# [INSTRUCTION]
Print the line containing "Reviewer note: every instance of the braided" and each line after it through the end, please, with nothing added.

# [STORED ROWS]
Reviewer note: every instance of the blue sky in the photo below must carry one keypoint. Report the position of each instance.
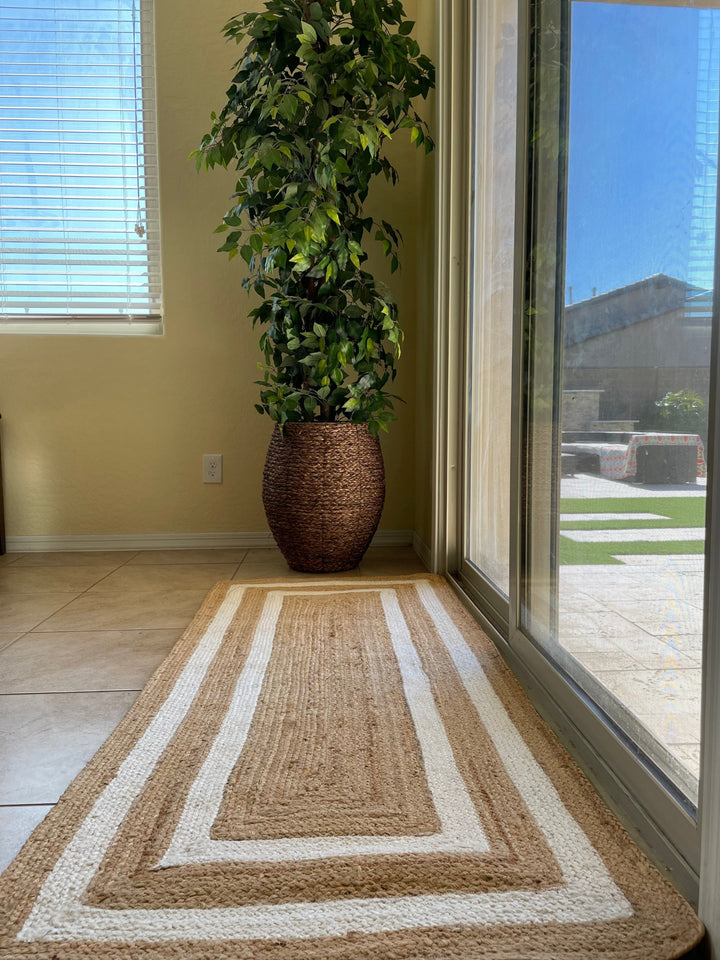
(633, 135)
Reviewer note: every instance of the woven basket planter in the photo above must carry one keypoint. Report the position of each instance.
(323, 492)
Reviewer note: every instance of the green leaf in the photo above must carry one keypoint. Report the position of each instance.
(308, 32)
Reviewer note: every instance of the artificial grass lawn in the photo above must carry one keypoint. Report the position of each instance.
(680, 512)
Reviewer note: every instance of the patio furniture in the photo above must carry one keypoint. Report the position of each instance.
(643, 457)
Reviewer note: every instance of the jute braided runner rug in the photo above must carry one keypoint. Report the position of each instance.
(335, 768)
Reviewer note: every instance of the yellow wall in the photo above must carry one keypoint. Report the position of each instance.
(426, 33)
(105, 435)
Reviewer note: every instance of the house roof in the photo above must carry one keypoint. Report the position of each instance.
(652, 297)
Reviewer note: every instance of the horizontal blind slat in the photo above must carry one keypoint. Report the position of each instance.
(79, 217)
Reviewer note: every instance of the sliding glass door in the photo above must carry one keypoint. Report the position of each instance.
(489, 360)
(588, 369)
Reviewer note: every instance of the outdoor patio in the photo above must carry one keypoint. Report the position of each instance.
(636, 625)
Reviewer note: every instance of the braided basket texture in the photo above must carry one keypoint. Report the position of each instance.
(323, 492)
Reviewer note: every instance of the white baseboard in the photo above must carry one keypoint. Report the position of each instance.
(422, 550)
(173, 541)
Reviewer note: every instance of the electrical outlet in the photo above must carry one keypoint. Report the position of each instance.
(212, 468)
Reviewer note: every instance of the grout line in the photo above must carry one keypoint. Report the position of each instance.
(11, 642)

# [ANSWER TO THE EXERCISE]
Reviewer note: every instance of the braided basket texture in the photo above must carry one keypoint. Report the position of each instance.
(323, 492)
Reviewer note: every instance of the white baseboard in the photo above must carry one keypoint. Report the position of each instance.
(422, 550)
(173, 541)
Reviewer note: every instance of the electrical outlet in the photo above must carry one keypoint. Report the position of each instance.
(212, 468)
Reviewer note: every instance of the grout line in the photo above must carry one keypoint. Report the position of each instance.
(11, 642)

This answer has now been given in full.